**STATED EXERCISE:** Write out all the data again, exactly as it stands.

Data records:

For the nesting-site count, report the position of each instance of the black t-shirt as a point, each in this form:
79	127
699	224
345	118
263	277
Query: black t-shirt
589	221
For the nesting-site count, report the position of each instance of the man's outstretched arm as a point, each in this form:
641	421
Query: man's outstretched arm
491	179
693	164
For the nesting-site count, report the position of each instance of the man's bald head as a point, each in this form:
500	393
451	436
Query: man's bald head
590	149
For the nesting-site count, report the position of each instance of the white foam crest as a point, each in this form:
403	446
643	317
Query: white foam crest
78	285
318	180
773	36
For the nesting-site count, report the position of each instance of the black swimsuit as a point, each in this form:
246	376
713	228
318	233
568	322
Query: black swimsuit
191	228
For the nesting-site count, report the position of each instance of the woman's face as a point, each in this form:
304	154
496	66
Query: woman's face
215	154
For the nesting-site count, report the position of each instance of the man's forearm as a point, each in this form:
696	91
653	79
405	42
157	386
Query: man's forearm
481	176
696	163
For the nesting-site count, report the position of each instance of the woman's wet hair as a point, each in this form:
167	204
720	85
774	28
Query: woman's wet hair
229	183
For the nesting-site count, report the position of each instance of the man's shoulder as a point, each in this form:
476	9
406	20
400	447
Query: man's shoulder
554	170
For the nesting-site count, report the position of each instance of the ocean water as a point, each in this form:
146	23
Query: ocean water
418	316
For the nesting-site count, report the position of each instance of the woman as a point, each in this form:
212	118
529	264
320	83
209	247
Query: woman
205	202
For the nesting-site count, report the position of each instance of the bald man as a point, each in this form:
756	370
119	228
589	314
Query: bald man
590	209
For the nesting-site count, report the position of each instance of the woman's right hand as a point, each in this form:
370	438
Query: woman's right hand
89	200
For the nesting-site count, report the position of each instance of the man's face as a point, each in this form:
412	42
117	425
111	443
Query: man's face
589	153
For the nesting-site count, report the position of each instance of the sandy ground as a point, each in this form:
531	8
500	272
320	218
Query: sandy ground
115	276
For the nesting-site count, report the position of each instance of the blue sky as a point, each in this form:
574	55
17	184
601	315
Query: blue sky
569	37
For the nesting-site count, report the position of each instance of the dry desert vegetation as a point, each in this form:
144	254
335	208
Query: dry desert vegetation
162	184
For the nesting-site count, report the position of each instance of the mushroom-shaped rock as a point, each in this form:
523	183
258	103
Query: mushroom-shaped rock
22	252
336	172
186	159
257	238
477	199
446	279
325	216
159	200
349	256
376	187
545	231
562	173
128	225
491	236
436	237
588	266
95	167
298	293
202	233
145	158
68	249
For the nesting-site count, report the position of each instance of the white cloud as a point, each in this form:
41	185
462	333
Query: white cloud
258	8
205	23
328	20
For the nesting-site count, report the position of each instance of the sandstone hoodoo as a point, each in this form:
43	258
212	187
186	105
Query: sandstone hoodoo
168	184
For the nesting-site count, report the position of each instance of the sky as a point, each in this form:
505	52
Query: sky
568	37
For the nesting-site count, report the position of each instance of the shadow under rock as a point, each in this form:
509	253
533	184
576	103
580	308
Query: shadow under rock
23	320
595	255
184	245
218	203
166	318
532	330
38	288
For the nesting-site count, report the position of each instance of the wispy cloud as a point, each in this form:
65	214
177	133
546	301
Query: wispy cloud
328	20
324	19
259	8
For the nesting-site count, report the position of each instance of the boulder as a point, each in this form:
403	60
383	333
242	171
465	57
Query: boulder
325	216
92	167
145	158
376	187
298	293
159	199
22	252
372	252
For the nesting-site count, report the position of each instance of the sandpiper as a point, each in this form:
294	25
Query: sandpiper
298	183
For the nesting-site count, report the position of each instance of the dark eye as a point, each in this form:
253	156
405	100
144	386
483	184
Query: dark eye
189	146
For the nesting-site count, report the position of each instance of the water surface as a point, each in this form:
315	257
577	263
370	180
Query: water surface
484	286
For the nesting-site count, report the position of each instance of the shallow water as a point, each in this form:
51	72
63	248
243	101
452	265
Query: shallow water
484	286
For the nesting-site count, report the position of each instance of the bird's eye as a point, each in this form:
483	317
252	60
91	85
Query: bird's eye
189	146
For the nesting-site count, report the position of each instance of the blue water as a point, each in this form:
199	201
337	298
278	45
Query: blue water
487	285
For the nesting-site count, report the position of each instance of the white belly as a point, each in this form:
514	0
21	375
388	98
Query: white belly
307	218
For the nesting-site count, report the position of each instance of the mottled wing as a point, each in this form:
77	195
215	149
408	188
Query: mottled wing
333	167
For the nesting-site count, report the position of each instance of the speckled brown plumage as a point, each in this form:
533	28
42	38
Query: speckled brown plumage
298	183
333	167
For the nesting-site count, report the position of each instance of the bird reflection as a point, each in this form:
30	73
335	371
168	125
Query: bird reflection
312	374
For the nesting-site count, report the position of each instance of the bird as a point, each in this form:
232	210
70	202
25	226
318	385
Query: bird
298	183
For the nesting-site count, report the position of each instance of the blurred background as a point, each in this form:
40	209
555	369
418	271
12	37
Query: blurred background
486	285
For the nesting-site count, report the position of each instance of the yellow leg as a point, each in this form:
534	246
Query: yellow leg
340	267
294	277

**CORRECT OUTPUT:**
For the nesting-site count, report the position of each instance of the black t-shirt as a point, each in this form:
79	127
699	224
345	118
263	277
Query: black t-shirt
589	221
For the nesting-site count, report the position of each instance of the man's outstretched arm as a point, each in this form:
641	421
Query: man's outstretched arm
491	179
693	164
For the nesting-site count, report the position of each instance of the man's bald head as a point, each in this form:
500	393
451	436
Query: man's bald head
590	149
For the nesting-site count, report the position of each instance of the white foam crest as a point, each in this form:
403	446
643	317
Query: white foam crest
78	285
318	180
773	36
For the nesting-site count, report the position of each instance of the black swimsuit as a point, each in this form:
246	376
713	228
318	233
568	322
Query: black swimsuit
191	228
For the nesting-site count, report the position of each instance of the woman's face as a point, each in this form:
304	154
496	66
Query: woman's face
215	154
For the nesting-site count, report the position of each instance of the man's forearm as a point, each in this form:
696	91
653	79
405	42
157	386
Query: man's forearm
481	176
696	163
For the nesting-site count, report the position of each instance of the woman's wet hair as a point, each in this form:
167	204
720	85
774	28
Query: woman's wet hair
229	183
For the nesting-site count, report the position of each instance of the man's shoulder as a point, each in this form:
476	9
406	20
400	447
Query: man's shoulder
554	170
For the nesting-site count, report the position of each instance of the ocean water as a point, each in this form:
146	23
Query: ocean water
418	316
For the nesting-site count, report the position of each instance of the woman as a point, each in this form:
212	118
529	264
320	83
209	247
Query: woman
205	202
For the nesting-site count, report the position of each instance of the bald man as a point, each in this form:
756	370
119	228
589	314
Query: bald man
590	209
For the nesting-site count, report the position of each instance of the woman's right hand as a point, each in this form:
370	438
Query: woman's right hand
89	200
For the nesting-site count, report the position of each instance of the man's face as a point, each in this form:
412	42
117	425
111	443
Query: man's face
589	153
For the nesting-site count, report the position of each instance of the sandy ground as a point, each in this form:
531	8
500	272
320	218
Query: sandy ground
115	276
For the nesting-site count, report the position of each instance of the blue sky as a point, each in this form:
574	55
17	184
601	315
Query: blue sky
569	37
For the nesting-site count, report the position of each instance of the dry desert vegetation as a point, each in this form:
144	254
335	208
Query: dry desert vegetation
162	184
For the nesting-site count, report the position of each instance of the mushroom-shaped rock as a point, each in this form:
523	183
258	103
Query: mushroom-shaped rock
22	252
336	172
186	159
257	238
477	199
446	279
325	216
159	200
349	256
376	187
545	231
562	173
128	225
491	236
436	237
588	266
95	167
298	293
202	233
145	158
68	249
For the nesting-site count, report the position of each instance of the white cloud as a point, each in this form:
41	185
462	333
Query: white cloud
258	8
205	23
328	20
For the nesting-site count, report the position of each instance of the sandstone hoodoo as a point, each in this form:
43	258
212	187
186	105
Query: sandstone hoodoo
168	184
For the nesting-site count, report the position of each instance of the sky as a point, each in this form:
505	52
Query: sky
568	37
For the nesting-site count, report the position of each instance of the shadow under rock as a point, each in this form:
509	253
533	184
576	103
580	308
Query: shadow under rock
23	320
595	255
184	245
218	203
166	318
532	330
38	288
For the nesting-site count, report the position of each instance of the wispy cloud as a point, each in this form:
65	214
177	133
546	301
Query: wispy cloud
328	20
324	19
259	8
For the nesting-site count, report the position of each instance of the boulder as a point, each in this form:
403	60
383	333
242	171
465	57
Query: boulder
325	216
92	167
145	158
376	187
298	293
159	199
22	252
372	252
For the nesting-site count, report the position of each instance of the sandpiper as a point, each in this form:
294	25
Query: sandpiper
298	183
For the nesting-site count, report the position of each instance of the dark eye as a point, each in this form:
253	156
405	100
144	386
483	184
Query: dark eye
189	146
For the nesting-site count, report the position of each instance of the water surface as a point, each in this form:
315	257
577	263
370	180
Query: water surface
484	286
For the nesting-site count, report the position of each instance of the shallow water as a point, each in this form:
51	72
63	248
243	101
452	265
Query: shallow water
484	286
For the nesting-site count, report the position of each instance of the bird's eye as a point, each in this form:
483	317
252	60
91	85
Query: bird's eye
189	146
For the nesting-site count, report the position of each instance of the blue water as a point, each in this form:
199	201
337	298
278	45
Query: blue water
487	285
For the nesting-site count, report the position of each instance of the white belly as a point, each in this form:
514	0
21	375
388	98
Query: white belly
307	218
For the nesting-site count, report the position of each instance of the mottled wing as a point, each in this form:
77	195
215	149
408	188
Query: mottled wing
333	167
For the nesting-site count, report the position of each instance of the speckled brown plumage as a point, each in this form:
533	28
42	38
Query: speckled brown plumage
298	183
333	167
For the nesting-site count, report the position of each instance of the bird reflection as a point, each in this form:
30	73
335	371
168	125
Query: bird reflection
312	374
For the nesting-site count, report the position of each instance of the bird as a point, each in this form:
232	210
70	202
25	226
318	385
Query: bird
298	183
For the nesting-site count, report the position of each instance of the blurred background as a point, each in this form:
40	209
555	369
418	271
12	37
Query: blurred background
486	285
For the nesting-site count, report the position of each instance of the yellow leg as a point, each in this form:
534	246
Query: yellow leg
340	267
294	277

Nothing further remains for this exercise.